Start at the line below containing "Target: green grass" and stop at the line containing "point(99, 151)". Repeat every line of that stretch exactly, and nothing outside it.

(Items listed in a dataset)
┌──
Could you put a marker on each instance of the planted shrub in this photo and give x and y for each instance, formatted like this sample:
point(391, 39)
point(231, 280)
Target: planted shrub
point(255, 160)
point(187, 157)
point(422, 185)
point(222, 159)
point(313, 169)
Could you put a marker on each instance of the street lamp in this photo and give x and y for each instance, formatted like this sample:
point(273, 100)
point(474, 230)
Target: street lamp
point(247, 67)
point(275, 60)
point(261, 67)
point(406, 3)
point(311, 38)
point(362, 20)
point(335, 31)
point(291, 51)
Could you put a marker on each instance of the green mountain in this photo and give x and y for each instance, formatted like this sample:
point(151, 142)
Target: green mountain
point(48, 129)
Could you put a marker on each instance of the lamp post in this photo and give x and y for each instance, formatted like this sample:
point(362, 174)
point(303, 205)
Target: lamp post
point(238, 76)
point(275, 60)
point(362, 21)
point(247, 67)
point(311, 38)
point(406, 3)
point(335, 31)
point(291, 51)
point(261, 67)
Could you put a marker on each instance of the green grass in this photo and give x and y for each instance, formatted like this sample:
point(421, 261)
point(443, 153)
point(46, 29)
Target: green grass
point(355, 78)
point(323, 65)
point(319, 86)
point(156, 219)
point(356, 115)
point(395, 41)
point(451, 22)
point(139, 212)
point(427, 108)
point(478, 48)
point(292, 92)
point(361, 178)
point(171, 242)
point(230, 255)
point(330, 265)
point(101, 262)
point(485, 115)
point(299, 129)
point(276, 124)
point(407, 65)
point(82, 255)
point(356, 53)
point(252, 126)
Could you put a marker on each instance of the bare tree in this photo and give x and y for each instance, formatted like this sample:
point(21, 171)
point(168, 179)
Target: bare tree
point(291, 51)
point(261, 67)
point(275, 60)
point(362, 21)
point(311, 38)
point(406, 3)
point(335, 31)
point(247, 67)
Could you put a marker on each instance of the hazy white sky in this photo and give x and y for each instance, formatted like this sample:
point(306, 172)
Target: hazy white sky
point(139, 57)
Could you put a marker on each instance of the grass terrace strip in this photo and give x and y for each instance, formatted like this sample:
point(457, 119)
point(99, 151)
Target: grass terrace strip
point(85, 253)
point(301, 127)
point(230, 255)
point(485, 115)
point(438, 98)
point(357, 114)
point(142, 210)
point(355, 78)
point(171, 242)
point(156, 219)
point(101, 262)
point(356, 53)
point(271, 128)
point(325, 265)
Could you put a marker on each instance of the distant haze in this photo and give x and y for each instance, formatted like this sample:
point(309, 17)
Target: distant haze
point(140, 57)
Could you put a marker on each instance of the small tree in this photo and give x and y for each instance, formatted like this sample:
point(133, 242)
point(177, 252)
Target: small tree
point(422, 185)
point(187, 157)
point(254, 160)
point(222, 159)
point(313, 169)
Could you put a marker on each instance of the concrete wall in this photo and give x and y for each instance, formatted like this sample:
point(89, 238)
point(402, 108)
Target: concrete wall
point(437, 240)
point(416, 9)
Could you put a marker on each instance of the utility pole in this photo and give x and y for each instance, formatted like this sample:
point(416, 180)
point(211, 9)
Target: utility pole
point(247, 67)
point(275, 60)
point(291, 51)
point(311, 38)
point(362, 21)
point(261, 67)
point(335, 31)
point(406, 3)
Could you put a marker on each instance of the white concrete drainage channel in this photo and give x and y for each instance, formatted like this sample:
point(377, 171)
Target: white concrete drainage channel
└──
#### SOLUTION BELOW:
Target: green grass
point(355, 78)
point(323, 65)
point(319, 86)
point(156, 219)
point(356, 115)
point(395, 41)
point(451, 22)
point(139, 212)
point(427, 108)
point(478, 48)
point(292, 92)
point(361, 178)
point(171, 242)
point(230, 255)
point(330, 265)
point(101, 262)
point(485, 115)
point(299, 129)
point(276, 124)
point(407, 65)
point(82, 255)
point(356, 53)
point(252, 126)
Could you put a marker on each instance of the bare tree in this photo and give x and y for each instance, formatted like this sample:
point(21, 171)
point(168, 179)
Target: bare tree
point(291, 51)
point(261, 67)
point(275, 60)
point(362, 21)
point(311, 38)
point(406, 3)
point(335, 31)
point(247, 67)
Could you put a marker on each instance of the hazy white sky in this photo and give x and y for each instance, formatted like this sample:
point(306, 172)
Target: hazy white sky
point(139, 57)
Could you put a marker on each instance of the grass terrace strip in this photo and give x and y for each instance, formatted like this sample:
point(457, 119)
point(99, 151)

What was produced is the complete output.